Short exercise 1
From the passage on Tocra below, list every crop that the agriculture section says residents grow on a relatively small scale.
Start of Excerpt provided
Tocra, Taucheira or Tukrah, is a town on the coast of the Marj District in the Cyrenaica region of northeastern Libya, founded by Cyrene. It lay 200 stadia west of Ptolemais. Today it is a coastal town 25 km west of Marj.

==History==
Founded by the Greeks and considered by some to be part of the Pentapolis of Cyrenaica, at a later period it became a Roman colony (Tab. Peut.), and was fortified by Justinian I. (Procop. de Aed. vi. 3.) Taucheira was particularly noted for the worship of Cybele, in honour of whom an annual festival was celebrated. (Synes. Ep. 3.)

In the city fortifications from the Hellenistic, Roman and Byzantine periods have been found.

==Name==
Taucheira, Teucheira, Tauchira or Teuchira (Greek: Ταύχειρα, Τεύχειρα,). Under the Ptolemies it obtained the name of Arsinoe (Arsinoë) (Greek: Ἀρσινόη), after Arsinoe II of Egypt, named by her brother and husband, Ptolemy Philadelphus. Later it became known as Tocra or Tukrah or Tokara, and then Al Quriyah or El Agouriya in Arabic.

It is the same town erroneously written Τάριχα by Diodorus (xviii. 20). It is still called Tochira.

==Agriculture==
On a relatively small scale, residents of the town grow watermelon, cantaloupe, grapes, almonds, and tomatoes; but it is most famous for its figs.
End of Excerpt provided
Start of Records for this task
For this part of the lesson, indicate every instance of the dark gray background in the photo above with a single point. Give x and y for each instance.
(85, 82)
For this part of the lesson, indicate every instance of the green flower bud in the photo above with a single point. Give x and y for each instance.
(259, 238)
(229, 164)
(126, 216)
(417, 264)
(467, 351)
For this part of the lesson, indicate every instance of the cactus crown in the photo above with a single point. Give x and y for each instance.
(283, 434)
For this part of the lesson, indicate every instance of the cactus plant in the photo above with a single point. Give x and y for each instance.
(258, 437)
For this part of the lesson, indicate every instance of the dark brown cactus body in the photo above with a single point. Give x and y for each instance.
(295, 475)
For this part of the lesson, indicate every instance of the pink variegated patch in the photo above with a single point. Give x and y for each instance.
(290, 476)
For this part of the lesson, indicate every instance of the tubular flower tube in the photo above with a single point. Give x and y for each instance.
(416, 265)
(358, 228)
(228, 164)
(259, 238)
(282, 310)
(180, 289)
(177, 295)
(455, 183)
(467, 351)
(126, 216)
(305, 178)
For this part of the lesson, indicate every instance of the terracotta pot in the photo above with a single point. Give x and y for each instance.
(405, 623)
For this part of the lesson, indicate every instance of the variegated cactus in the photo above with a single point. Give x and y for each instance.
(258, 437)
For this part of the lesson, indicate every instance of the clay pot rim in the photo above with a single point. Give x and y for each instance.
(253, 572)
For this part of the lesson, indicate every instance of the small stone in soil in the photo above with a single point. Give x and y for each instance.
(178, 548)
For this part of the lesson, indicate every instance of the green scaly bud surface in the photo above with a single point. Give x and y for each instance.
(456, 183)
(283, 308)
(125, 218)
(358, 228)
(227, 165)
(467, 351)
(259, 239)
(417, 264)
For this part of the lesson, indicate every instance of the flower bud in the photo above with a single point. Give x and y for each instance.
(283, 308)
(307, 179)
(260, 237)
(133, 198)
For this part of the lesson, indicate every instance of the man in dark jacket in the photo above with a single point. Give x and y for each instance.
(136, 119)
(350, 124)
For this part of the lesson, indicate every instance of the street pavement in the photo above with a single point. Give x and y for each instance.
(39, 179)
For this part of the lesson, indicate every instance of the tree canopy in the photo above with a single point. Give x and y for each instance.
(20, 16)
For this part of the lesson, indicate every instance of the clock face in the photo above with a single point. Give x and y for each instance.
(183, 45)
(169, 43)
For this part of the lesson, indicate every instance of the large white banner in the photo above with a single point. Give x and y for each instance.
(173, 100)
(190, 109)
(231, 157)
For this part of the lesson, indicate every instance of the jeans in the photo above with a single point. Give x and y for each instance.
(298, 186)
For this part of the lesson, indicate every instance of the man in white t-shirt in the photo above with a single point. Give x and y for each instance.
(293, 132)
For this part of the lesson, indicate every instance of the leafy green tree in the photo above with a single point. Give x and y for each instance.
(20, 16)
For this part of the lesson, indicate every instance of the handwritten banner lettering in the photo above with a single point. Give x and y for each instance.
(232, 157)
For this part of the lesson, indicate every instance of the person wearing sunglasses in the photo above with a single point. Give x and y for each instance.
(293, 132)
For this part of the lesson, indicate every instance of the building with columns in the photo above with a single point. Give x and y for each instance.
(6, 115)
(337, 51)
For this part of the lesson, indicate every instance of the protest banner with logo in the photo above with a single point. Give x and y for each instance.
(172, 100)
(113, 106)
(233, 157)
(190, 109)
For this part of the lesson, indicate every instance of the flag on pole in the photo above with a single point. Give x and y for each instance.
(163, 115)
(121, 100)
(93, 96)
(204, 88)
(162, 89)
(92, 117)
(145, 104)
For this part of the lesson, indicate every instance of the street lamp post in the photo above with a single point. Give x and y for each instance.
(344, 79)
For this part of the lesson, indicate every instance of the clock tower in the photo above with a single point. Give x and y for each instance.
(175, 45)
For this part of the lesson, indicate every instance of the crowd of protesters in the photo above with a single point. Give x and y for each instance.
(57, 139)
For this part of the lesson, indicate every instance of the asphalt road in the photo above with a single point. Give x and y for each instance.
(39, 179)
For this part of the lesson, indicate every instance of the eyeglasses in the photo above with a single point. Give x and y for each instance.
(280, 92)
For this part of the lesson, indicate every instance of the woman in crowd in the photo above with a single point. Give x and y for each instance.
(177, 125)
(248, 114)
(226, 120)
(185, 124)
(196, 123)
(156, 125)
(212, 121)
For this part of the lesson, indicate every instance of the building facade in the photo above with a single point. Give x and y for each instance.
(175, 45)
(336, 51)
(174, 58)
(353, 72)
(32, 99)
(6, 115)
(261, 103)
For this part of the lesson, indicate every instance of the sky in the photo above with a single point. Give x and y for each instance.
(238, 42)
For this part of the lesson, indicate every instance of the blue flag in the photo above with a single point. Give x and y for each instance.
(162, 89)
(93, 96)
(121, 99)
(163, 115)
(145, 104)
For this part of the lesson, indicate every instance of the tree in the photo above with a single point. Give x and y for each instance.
End of Records for this task
Short exercise 2
Select and copy each line of the listing above that contains the string "building". Case counts.

Exercise response 1
Watermelon, cantaloupe, grapes, almonds, tomatoes

Exercise response 2
For this part of the lesson, indicate every instance of the building with columns in the photo above with a single point. Give x and y for each instance.
For this part of the lesson, indicate every instance of the building facade in the photo above with a single point. Give x and y for each instance.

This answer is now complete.